§ AIM OF THE EXERCISE:
Give the material again in full, matching it exactly.

>> BEGIN

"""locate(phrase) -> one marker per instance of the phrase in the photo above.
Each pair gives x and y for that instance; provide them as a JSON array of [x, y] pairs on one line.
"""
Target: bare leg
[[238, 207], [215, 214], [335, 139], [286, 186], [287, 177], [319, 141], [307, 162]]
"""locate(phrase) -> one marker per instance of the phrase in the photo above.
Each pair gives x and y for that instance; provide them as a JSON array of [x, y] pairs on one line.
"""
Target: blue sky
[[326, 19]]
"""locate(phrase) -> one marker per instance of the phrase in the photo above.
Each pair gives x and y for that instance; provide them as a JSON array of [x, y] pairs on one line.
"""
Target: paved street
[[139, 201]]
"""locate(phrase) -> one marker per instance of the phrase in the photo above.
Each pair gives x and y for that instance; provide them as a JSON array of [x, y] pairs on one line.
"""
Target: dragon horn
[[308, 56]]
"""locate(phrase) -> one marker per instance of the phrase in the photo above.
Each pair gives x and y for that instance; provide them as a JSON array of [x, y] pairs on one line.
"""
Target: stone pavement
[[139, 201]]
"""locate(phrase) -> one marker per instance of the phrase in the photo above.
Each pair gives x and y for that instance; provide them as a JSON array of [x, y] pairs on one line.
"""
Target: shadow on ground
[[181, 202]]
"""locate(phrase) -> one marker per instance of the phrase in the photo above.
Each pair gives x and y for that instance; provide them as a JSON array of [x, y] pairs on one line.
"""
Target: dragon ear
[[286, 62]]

>> END

§ WRITTEN ANSWER:
"""locate(phrase) -> one marker per instance of the phrase in the photo above.
Each pair gives x and y for that instance; provide them as a JSON array of [x, y] pairs on one line.
"""
Target: bare leg
[[238, 207], [215, 214], [335, 139], [286, 186], [287, 177], [319, 141], [307, 162]]
"""locate(phrase) -> one marker per instance of the phrase in the photo above.
Each pair gives x and y for that instance; provide them as a JSON array of [x, y] pairs on one line.
"""
Target: blue sky
[[326, 19]]
"""locate(phrase) -> one marker per instance of the phrase in the photo above.
Each pair gives x and y for that instance; provide them as a JSON array of [x, y] pairs on one line.
"""
Target: paved street
[[139, 201]]
"""locate(phrase) -> one marker per instance of the phrase in the photo above.
Each pair gives x and y for that instance; provide them as a JSON array of [x, y] pairs on one line.
"""
Target: dragon horn
[[308, 56]]
"""locate(phrase) -> one marker per instance of the phrase in the photo above.
Each pair gives x and y for that instance; provide them as a JSON array of [x, y] pairs on one line.
"""
Target: stone pavement
[[139, 201]]
"""locate(phrase) -> one marker per instance of the phrase in the photo above.
Each pair gives x and y for that instance; provide them as a JSON array of [x, y] pairs on one line.
"""
Target: shadow on ground
[[181, 202]]
"""locate(phrase) -> one marker per instance of the phrase in the photo above.
Each pair gives x and y for that instance; provide them as a JSON array of [x, y] pairs on one line.
"""
Target: dragon ear
[[286, 62]]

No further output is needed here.